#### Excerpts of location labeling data
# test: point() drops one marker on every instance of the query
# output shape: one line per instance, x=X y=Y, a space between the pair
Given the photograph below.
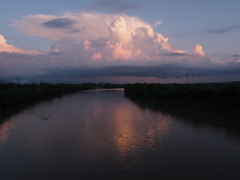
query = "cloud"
x=197 y=50
x=105 y=45
x=10 y=48
x=224 y=30
x=114 y=6
x=59 y=23
x=157 y=23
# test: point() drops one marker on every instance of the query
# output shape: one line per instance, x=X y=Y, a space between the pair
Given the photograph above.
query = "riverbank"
x=220 y=96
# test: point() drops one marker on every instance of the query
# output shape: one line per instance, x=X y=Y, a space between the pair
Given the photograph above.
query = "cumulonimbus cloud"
x=87 y=40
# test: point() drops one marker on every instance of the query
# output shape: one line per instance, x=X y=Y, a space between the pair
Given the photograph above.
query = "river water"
x=100 y=134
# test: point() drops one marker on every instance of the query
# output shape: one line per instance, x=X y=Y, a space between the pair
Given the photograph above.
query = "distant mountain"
x=3 y=81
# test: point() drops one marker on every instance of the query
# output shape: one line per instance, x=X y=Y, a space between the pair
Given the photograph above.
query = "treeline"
x=20 y=94
x=215 y=96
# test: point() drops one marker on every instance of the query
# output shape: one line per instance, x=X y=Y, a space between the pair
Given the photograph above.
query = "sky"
x=120 y=41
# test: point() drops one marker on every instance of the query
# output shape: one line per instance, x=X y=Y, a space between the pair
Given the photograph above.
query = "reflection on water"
x=100 y=134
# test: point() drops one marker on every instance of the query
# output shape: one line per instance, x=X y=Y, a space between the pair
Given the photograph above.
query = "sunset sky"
x=120 y=40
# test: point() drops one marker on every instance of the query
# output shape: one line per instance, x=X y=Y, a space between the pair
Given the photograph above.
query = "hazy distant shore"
x=220 y=96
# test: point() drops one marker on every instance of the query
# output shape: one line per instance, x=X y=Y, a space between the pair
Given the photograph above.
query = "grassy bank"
x=206 y=96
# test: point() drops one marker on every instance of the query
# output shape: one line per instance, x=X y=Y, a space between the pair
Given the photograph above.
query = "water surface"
x=100 y=134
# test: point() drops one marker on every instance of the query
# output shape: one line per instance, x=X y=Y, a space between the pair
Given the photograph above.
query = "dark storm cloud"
x=224 y=30
x=114 y=6
x=175 y=54
x=13 y=56
x=236 y=55
x=59 y=23
x=161 y=71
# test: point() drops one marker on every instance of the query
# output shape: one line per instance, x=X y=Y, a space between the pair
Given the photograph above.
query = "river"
x=100 y=134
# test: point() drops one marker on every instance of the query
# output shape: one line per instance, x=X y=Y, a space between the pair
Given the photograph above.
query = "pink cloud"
x=10 y=48
x=197 y=50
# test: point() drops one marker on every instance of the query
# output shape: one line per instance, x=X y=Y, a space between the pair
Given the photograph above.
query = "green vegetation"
x=207 y=96
x=20 y=94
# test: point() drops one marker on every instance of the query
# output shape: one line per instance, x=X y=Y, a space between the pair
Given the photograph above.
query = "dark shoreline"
x=208 y=97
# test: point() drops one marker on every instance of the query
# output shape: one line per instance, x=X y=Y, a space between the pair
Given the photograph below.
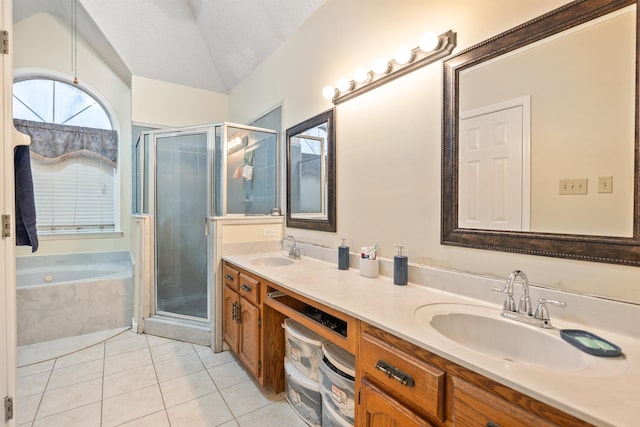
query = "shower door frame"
x=154 y=135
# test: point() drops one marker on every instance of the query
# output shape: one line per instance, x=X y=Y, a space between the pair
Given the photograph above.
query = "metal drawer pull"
x=394 y=373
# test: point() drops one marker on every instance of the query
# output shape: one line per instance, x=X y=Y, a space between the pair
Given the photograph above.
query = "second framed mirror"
x=311 y=175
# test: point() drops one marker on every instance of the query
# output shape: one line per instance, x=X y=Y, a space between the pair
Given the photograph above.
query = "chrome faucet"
x=524 y=313
x=294 y=251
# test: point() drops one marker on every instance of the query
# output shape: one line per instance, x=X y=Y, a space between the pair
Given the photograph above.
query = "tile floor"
x=146 y=381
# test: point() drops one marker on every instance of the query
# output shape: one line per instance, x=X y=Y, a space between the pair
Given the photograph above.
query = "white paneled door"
x=493 y=170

#### What is needed
In your copy, repeat each record exactly and include no pictures.

#### Worked solution
# test: point() drops one marker on every instance of the query
# output shape: one line per instance, x=X y=Y, a space between the pair
Given the photograph below.
query = "cloud"
x=197 y=50
x=105 y=45
x=10 y=48
x=224 y=30
x=114 y=6
x=59 y=23
x=157 y=23
# test: point() drops one marker on every instance of the query
# output shape: one line per instance, x=X y=Y, a space between the pair
Given the photograph above.
query = "riverbank"
x=220 y=96
# test: point() drops one marker on every instance of the query
# output shape: one line per instance, x=X y=Y, a space between the pair
Given the photograph above.
query = "cumulonimbus cloud"
x=87 y=40
# test: point() drops one marker on every instance of the query
# output shape: one line per instance, x=X y=Y, a space between the pair
Given the photograph above.
query = "river water"
x=100 y=134
# test: point() drops one marker on every instance of the query
# output shape: one line per instance, x=X y=Y, a space between the pair
Given the photograph above.
query = "distant mountain"
x=3 y=81
# test: point() drops one marker on every instance of the query
# output shape: one line per instance, x=X y=Y, a space between the pair
Given the photograph above.
query = "treeline"
x=20 y=94
x=215 y=96
# test: point() drops one marker on every instance of the query
# output shape: one line per instance, x=X y=Y, a space between the pair
Given the photograph above.
query = "sky"
x=120 y=41
# test: point() drops one marker on every instance of the query
# output shape: one line per instance, x=X y=Y, a space between the pair
Given the photograph above.
query = "reflection on water"
x=100 y=134
# test: point() drops one marker on every instance of the query
# output shape: one line per instance, x=X y=Y, a space between the pair
Given the photograph above.
query = "sunset sky"
x=120 y=40
# test: point() drops one marker on every instance of the query
# output shape: one line per instance, x=X y=Y, a space between the pair
Given the photograph above.
query = "hazy distant shore"
x=220 y=96
# test: point() drops one marker on every instance of the query
# output shape: one line per instance, x=X y=Y, a space between the pair
Given the photograph above.
query = "grassy bank"
x=206 y=96
# test: point() drops one marker on every instance of the query
# output shape: one line per instance, x=X y=Y, a space between the pair
Given the photograph above.
query = "water surface"
x=100 y=134
# test: point() drops one marker on every instance of the query
# output shape: one line per instance, x=X y=Y, a space between the pair
Given the photograph above.
query = "dark storm cloud"
x=224 y=30
x=114 y=6
x=175 y=54
x=13 y=56
x=236 y=55
x=59 y=23
x=161 y=71
# test: point() drops one marker on every instance of the query
# output shape: one line per instance, x=X y=Y, a space between the pair
Given the photograph above.
query = "river"
x=100 y=134
# test: point() drops one marker on every instance of the query
# output shape: one line per instance, x=X y=Y, a space between the pair
Given the photograph above.
query = "pink cloud"
x=10 y=48
x=197 y=50
# test: point() drops one marker on every instance of the query
# output shape: one line per instance, x=X y=Y, a space between the pair
Given the photograph above.
query = "green vegetation"
x=207 y=96
x=20 y=94
# test: point() drops one marker on every instance of the query
# output shape: one line per instance, x=X y=Y, a space between the pair
Given the photograph above.
query = "dark shoreline"
x=208 y=97
# test: point() drops one marker on every instance of the query
# output shape: one line per instance, x=X y=Y, a space between the pair
Given the photograph below.
query = "shower door frame"
x=154 y=135
# test: point() drops one marker on every instance of the query
# output shape: one line per instance, x=X y=Y, a space between the pair
Given the photograph above.
query = "metal drawer pull"
x=394 y=373
# test: point() drops one marker on every instance of the query
# output shape: one line per instance, x=X y=Y, a space between the pair
Given the photograph above.
query = "second framed mirror"
x=311 y=175
# test: point() drops one marker on every instance of the query
# output shape: one line per instance, x=X y=Y, a space between the pair
Given the photograph above.
query = "chrome faucet"
x=524 y=313
x=294 y=251
# test: point() drops one marker on every instance of the query
# output shape: one line per instance, x=X y=Y, a space between the pair
Given the photograph above.
query = "tile floor"
x=146 y=381
# test: point() drops one marker on every instance of the query
# output shape: one line per instance, x=X y=Y, a space between the pair
Given the photograph above.
query = "white paneled door"
x=493 y=170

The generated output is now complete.